# Text block:

*** Begin section ***

Washington, 7 October 2005 (RFE/RL) -- Not long after the London bombings of 7 July, Britain decided it had to make the country less vulnerable. Within a month (5 August), Prime Minister Tony Blair announced a series of new laws. One of them rules that Britain will not tolerate publicly advocating politically motivated violence.
"Coming to Britain is not a right, and even when people have come here, staying here carries with it a duty," Blair said. "That duty is to share and support the values that sustain the British way of life. Those that break that duty and try to incite hatred or engage in violence against our country and its people, have no place here."
This reaction troubles John Hulsman, who studies European security affairs at the Heritage Foundation, a private policy-research center in Washington, told RFE/RL that he grew up in Britain and has long admired the country's tolerance. But he said he believes Britain's response verges on overreaction. And he said that was perhaps made possible because Britain has no formal, overarching constitution, merely statutes and precedents.
"One of the problems of not having a written constitution and a guaranteed bill of rights is that it's easy to swing that balance the other way," Hulsman said. "For instance, some of the new British laws in the wake of the July bombing -- that incitement to terrorism, including speech, is somehow a criminal offense -- is somewhat worrying. We're nearing the line where if you're critical of the government or support radicals throughout the world, you're in trouble."
Hulsman said he believes the United States has been more restrained in its efforts to tighten security.
Shortly after the 11 September attacks, Congress passed the Patriot Act giving law enforcement broader investigatory powers. The Patriot Act was passed largely in the form proposed by the U.S. Justice Department. But Hulsman said that during the past few months, legislators have repealed some of the more intrusive elements of the law.
"They [Congress] took some various parts that they found egregious, forced the Justice Department to reinterpret them," he said. "I think so far actually our body politic has held together quite well. Certainly there are bits of the Patriot Act I'm not thrilled about, but given the extent of what's happened here [the 11 September attacks], I think there hasn't been as much of an overreaction as I might have thought."

*** End section ***

# Problem a:
Repeat everything in the article on Britain's post-bombing laws from "Shortly after the" down to "of the law.".

# Records for the task:
*** Begin section ***

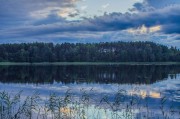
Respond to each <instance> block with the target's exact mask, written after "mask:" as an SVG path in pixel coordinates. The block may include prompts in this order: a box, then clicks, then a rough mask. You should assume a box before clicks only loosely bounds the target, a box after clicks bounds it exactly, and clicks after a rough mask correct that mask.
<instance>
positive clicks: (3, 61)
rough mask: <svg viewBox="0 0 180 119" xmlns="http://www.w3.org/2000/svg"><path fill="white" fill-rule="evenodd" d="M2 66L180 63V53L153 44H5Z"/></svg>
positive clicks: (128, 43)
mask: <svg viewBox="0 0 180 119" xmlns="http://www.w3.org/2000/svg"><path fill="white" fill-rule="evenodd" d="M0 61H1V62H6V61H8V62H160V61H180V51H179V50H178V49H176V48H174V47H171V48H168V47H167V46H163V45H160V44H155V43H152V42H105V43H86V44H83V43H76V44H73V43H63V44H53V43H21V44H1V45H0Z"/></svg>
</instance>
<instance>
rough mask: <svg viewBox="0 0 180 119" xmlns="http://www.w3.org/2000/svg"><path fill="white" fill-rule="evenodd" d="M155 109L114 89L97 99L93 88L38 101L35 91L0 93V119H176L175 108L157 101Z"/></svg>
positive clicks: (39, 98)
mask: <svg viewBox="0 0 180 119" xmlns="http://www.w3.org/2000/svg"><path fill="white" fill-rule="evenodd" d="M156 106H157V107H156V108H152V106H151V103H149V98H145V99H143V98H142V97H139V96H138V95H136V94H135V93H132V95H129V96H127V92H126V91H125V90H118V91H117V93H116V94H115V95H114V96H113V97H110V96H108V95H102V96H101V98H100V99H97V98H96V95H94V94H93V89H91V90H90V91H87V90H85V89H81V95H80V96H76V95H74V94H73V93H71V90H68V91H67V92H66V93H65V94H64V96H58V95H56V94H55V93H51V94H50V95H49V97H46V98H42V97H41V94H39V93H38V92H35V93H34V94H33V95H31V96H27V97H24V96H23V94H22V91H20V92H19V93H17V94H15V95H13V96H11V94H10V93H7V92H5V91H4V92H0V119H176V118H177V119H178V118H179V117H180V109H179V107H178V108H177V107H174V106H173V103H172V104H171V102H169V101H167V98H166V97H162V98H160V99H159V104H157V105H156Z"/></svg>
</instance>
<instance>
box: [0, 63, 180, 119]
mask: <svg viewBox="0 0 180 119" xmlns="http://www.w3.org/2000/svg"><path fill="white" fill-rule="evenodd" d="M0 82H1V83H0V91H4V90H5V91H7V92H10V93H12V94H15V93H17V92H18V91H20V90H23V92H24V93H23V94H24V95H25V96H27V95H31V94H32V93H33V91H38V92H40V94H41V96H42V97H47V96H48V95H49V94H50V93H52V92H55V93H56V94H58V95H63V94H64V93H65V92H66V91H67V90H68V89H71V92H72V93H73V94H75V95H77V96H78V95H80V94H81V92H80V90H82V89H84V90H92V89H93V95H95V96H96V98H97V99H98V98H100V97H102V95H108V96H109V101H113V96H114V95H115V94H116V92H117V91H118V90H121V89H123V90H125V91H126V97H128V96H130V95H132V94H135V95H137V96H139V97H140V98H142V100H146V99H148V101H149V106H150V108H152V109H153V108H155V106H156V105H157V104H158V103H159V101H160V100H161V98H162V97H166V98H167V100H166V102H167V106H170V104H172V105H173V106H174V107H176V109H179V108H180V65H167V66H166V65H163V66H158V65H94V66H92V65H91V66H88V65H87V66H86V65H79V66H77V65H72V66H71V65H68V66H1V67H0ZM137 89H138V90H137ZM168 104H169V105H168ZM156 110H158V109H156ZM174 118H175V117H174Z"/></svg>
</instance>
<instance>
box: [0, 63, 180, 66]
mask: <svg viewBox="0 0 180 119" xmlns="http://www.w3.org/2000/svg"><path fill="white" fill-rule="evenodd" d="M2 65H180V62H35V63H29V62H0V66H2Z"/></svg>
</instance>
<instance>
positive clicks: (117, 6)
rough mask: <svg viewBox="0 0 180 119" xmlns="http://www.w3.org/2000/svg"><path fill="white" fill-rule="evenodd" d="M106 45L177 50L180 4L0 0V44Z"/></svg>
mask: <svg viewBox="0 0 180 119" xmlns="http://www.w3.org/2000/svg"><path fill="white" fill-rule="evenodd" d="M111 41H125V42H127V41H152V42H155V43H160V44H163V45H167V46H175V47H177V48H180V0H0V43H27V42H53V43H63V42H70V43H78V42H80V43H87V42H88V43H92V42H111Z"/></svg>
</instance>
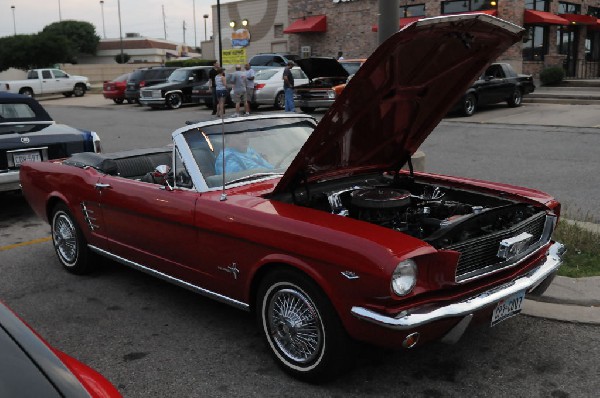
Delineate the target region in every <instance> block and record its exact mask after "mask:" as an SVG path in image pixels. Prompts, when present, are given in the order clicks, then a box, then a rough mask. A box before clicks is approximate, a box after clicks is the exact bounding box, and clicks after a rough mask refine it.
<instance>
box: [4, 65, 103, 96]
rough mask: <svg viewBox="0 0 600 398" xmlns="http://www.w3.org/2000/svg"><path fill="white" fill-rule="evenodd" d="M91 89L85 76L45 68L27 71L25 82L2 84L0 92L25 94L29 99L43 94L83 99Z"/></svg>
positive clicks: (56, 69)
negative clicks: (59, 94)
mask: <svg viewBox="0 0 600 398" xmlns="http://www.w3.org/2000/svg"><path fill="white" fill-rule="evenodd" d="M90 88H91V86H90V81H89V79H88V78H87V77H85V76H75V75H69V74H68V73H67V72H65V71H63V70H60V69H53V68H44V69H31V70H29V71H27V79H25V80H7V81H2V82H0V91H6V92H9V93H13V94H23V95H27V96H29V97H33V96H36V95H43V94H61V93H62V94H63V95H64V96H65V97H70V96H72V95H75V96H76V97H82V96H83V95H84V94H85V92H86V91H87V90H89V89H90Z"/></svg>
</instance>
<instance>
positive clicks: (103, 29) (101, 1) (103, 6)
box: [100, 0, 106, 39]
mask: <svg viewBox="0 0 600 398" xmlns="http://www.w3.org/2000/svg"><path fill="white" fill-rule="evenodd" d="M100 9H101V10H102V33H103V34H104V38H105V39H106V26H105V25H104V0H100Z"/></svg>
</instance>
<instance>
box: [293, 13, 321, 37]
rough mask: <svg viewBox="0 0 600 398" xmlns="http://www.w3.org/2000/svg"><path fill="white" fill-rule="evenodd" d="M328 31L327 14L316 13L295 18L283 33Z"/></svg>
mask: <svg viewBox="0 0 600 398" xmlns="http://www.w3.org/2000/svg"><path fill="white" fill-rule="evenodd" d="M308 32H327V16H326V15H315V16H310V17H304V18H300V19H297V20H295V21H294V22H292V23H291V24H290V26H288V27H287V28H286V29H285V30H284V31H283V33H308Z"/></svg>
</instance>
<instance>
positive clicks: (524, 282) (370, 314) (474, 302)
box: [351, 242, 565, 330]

*** End section ***

# Problem b:
Pull out every line of the listing that contains the string "positive", treating uppercase and lowercase as different.

# Response a:
Shortly after the 11 September attacks, Congress passed the Patriot Act giving law enforcement broader investigatory powers. The Patriot Act was passed largely in the form proposed by the U.S. Justice Department. But Hulsman said that during the past few months, legislators have repealed some of the more intrusive elements of the law.

# Response b:
positive clicks: (3, 61)
positive clicks: (128, 43)
positive clicks: (39, 98)
positive clicks: (117, 6)
positive clicks: (56, 69)
positive clicks: (103, 29) (101, 1) (103, 6)
positive clicks: (524, 282) (370, 314) (474, 302)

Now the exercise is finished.